What the task asks
Beginning with the first line below, please repeat the material exactly, ending with the line that includes "det: street sign".

Excerpted data

Start of Block

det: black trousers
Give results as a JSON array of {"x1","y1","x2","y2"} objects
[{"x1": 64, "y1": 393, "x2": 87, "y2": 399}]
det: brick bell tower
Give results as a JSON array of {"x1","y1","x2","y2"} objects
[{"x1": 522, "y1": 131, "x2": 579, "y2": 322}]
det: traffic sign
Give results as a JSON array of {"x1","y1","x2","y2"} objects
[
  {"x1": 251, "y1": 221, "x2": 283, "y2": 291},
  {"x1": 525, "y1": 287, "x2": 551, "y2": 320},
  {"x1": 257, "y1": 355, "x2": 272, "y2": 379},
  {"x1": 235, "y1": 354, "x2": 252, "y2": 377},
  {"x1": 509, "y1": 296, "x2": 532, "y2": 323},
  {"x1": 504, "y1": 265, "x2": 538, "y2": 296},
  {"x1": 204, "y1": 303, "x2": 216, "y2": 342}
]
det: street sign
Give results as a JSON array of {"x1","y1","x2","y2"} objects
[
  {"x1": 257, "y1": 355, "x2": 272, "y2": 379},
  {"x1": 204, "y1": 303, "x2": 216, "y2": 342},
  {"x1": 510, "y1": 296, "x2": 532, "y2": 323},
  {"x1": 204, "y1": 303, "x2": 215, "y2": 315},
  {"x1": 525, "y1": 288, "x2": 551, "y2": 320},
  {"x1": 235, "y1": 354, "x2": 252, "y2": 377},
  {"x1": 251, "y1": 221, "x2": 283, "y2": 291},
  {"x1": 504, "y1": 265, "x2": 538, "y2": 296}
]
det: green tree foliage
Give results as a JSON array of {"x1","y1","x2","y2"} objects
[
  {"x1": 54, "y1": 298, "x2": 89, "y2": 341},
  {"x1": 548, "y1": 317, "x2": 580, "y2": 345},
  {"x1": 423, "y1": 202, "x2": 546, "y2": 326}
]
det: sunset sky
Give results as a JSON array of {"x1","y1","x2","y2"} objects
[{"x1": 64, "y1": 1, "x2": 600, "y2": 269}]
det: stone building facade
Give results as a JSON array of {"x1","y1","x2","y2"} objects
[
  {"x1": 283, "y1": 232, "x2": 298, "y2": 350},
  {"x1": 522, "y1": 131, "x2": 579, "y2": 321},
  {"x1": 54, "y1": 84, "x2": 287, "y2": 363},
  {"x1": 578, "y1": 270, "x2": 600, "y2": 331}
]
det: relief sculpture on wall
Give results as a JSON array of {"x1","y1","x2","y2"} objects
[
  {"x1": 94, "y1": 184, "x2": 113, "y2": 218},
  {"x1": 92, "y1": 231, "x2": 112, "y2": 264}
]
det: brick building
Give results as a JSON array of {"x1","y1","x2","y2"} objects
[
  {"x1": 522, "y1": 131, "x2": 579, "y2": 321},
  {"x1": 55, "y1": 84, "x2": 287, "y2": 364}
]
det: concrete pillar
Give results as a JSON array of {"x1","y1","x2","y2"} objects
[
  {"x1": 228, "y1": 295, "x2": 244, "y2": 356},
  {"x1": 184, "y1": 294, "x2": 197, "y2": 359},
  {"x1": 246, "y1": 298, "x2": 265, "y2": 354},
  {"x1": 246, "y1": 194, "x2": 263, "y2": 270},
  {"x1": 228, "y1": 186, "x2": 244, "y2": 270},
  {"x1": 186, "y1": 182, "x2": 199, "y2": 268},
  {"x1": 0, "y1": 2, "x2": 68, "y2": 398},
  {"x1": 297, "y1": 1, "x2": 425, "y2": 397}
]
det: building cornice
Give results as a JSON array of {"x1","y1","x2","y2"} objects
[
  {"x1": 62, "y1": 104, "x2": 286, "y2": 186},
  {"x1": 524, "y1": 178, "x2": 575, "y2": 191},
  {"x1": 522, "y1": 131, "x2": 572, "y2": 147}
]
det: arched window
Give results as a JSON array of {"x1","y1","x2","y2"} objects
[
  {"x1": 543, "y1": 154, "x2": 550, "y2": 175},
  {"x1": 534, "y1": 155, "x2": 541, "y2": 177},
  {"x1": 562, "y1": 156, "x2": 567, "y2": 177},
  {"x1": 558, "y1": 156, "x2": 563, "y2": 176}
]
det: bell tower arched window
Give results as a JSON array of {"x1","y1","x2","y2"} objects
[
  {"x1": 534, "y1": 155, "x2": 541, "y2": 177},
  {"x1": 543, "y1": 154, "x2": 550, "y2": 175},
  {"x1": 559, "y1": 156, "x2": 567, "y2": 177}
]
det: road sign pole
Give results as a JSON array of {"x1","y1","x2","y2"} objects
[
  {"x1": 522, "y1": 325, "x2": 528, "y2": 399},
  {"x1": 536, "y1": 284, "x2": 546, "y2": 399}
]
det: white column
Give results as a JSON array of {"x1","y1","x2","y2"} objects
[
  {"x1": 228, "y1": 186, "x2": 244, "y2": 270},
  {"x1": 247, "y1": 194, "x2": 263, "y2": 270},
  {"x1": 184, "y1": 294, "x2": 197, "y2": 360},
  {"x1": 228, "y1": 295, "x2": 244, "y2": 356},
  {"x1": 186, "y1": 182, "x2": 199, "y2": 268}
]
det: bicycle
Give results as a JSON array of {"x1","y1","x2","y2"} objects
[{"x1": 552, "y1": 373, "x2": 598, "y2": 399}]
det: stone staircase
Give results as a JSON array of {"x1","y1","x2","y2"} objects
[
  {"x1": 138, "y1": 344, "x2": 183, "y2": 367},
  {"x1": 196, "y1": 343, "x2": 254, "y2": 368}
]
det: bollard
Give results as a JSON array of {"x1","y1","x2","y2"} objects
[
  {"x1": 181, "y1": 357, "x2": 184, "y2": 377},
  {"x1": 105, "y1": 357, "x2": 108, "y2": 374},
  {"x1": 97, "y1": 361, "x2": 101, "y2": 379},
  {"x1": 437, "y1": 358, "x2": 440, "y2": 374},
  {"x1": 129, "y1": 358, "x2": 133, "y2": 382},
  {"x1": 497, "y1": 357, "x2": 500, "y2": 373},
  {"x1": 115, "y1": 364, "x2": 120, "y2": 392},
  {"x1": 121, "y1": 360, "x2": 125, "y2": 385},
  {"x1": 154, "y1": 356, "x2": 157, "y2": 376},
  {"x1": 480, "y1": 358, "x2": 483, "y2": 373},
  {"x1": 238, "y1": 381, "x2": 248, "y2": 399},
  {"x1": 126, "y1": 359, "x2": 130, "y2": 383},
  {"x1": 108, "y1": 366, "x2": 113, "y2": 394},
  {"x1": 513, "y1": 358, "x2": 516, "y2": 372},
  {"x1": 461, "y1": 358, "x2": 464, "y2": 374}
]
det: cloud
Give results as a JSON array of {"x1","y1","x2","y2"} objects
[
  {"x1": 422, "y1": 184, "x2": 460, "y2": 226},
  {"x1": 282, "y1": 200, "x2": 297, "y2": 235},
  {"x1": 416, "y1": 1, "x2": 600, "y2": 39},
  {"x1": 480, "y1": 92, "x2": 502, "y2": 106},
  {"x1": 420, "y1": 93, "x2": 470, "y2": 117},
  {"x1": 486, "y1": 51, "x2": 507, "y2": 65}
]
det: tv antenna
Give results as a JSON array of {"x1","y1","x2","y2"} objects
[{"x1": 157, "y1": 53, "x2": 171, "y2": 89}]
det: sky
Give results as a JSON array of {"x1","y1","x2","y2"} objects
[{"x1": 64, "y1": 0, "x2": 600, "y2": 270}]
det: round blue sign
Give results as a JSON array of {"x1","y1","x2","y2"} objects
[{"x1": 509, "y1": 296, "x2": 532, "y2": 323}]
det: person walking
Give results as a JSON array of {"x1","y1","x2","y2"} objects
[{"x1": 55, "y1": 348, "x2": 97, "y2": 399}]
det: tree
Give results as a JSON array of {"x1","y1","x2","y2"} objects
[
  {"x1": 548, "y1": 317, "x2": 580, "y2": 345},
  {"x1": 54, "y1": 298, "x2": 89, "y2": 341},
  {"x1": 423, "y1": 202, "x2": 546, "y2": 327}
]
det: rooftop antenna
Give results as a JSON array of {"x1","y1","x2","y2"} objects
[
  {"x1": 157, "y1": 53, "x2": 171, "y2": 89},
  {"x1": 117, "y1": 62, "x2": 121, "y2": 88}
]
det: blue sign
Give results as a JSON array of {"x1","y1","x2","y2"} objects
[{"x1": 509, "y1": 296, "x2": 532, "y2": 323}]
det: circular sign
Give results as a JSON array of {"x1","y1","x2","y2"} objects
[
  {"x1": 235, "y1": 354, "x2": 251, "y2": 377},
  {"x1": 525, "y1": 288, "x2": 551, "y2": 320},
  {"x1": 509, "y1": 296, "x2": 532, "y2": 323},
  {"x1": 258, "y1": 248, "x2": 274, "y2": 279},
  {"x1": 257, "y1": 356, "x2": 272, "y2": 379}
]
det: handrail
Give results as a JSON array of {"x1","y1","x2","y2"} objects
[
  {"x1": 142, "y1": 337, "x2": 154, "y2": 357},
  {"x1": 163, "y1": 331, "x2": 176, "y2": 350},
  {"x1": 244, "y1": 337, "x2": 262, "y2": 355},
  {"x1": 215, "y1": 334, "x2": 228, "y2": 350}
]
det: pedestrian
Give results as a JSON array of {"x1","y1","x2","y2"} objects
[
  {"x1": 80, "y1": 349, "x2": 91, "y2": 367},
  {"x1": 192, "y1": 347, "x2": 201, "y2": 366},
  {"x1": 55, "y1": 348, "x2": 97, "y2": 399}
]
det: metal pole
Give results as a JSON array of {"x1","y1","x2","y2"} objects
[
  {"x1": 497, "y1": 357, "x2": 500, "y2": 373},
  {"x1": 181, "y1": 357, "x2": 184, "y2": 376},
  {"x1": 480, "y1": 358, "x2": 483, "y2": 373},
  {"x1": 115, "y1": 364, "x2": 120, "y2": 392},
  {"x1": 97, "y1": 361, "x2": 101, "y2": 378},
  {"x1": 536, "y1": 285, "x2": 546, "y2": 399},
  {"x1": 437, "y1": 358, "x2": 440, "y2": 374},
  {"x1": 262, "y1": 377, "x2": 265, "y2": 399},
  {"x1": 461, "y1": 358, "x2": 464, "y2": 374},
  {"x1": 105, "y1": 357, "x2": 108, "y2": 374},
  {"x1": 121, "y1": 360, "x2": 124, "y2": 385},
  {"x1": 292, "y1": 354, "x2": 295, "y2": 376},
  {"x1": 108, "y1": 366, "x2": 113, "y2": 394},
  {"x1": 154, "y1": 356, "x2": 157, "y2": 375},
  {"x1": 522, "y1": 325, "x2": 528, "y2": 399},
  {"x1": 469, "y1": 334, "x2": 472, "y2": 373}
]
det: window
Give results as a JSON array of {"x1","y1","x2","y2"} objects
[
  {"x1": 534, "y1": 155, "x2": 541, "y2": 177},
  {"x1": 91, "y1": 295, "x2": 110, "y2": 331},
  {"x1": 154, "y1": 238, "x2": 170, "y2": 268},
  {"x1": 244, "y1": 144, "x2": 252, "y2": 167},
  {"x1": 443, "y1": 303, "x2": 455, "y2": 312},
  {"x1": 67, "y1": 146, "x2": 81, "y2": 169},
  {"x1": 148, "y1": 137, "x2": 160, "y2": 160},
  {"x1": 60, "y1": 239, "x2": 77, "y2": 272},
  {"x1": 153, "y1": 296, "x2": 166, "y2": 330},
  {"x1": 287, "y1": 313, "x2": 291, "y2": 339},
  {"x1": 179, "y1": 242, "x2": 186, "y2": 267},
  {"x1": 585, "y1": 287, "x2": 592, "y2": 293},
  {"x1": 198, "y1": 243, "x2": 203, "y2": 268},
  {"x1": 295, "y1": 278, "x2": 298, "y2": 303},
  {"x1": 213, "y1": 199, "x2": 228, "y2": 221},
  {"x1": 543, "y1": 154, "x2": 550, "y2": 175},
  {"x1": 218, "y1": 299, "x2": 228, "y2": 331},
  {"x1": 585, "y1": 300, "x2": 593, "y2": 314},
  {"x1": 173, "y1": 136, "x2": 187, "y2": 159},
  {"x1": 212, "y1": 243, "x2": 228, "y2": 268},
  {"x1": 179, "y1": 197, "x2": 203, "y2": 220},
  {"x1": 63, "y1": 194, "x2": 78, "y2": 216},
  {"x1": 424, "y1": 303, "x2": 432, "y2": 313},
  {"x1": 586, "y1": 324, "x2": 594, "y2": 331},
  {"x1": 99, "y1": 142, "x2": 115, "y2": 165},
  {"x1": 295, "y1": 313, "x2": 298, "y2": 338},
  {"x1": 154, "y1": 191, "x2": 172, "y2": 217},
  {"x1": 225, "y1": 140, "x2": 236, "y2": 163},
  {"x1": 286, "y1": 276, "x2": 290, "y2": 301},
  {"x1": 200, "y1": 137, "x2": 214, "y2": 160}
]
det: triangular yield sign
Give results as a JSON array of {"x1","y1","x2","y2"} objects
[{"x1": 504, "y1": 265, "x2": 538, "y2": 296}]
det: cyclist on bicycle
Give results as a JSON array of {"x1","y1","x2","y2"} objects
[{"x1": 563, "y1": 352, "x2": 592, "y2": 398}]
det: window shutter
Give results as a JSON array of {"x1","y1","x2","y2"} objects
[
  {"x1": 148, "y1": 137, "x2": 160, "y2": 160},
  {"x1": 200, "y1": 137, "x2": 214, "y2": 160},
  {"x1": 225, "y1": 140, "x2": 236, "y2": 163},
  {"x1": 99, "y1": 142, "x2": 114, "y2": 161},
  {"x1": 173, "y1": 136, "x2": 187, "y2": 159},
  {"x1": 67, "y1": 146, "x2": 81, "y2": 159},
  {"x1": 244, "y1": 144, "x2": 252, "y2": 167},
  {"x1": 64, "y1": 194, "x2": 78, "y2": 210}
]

End of Block

Your solution
det: black trousers
Give results as a JSON array of {"x1","y1","x2","y2"} objects
[{"x1": 64, "y1": 393, "x2": 87, "y2": 399}]
det: brick bell tower
Give results as a JSON array of {"x1","y1","x2","y2"} objects
[{"x1": 522, "y1": 131, "x2": 579, "y2": 322}]
det: traffic sign
Give results as a JSON array of {"x1","y1","x2","y2"} objects
[
  {"x1": 251, "y1": 221, "x2": 283, "y2": 291},
  {"x1": 525, "y1": 287, "x2": 551, "y2": 320},
  {"x1": 257, "y1": 355, "x2": 272, "y2": 379},
  {"x1": 235, "y1": 354, "x2": 252, "y2": 377},
  {"x1": 509, "y1": 296, "x2": 532, "y2": 323},
  {"x1": 504, "y1": 265, "x2": 538, "y2": 296},
  {"x1": 204, "y1": 303, "x2": 216, "y2": 342}
]
det: street sign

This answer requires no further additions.